[Start of Extracted material]

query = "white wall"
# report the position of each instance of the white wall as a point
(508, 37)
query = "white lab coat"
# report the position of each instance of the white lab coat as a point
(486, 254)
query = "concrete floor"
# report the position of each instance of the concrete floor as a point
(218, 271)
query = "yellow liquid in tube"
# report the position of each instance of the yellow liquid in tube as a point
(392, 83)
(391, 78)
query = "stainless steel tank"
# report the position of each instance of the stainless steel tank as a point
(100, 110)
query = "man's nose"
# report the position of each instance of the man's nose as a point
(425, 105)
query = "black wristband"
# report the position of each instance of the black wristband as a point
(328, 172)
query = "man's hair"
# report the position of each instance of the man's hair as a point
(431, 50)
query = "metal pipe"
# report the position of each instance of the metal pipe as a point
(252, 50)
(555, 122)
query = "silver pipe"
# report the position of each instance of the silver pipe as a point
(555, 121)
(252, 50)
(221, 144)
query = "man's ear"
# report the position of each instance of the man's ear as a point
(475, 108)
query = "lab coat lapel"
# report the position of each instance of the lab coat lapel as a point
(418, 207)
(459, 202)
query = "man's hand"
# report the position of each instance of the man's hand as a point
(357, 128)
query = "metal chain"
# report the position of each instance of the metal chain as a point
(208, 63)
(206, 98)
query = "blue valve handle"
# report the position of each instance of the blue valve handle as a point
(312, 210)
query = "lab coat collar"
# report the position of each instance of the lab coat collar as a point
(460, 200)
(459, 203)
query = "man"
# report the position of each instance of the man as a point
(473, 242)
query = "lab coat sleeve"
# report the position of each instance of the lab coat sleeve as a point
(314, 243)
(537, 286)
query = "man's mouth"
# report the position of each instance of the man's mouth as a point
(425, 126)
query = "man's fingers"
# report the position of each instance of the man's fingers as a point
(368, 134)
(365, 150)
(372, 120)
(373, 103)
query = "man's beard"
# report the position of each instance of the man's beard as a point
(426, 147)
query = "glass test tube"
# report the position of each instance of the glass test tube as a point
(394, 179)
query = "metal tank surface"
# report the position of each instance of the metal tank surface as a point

[End of Extracted material]

Exercise aim:
Locate each line in the data above that contains the word "hair", and copy those lines.

Exercise answer:
query = "man's hair"
# report the position of each instance of the man's hair as a point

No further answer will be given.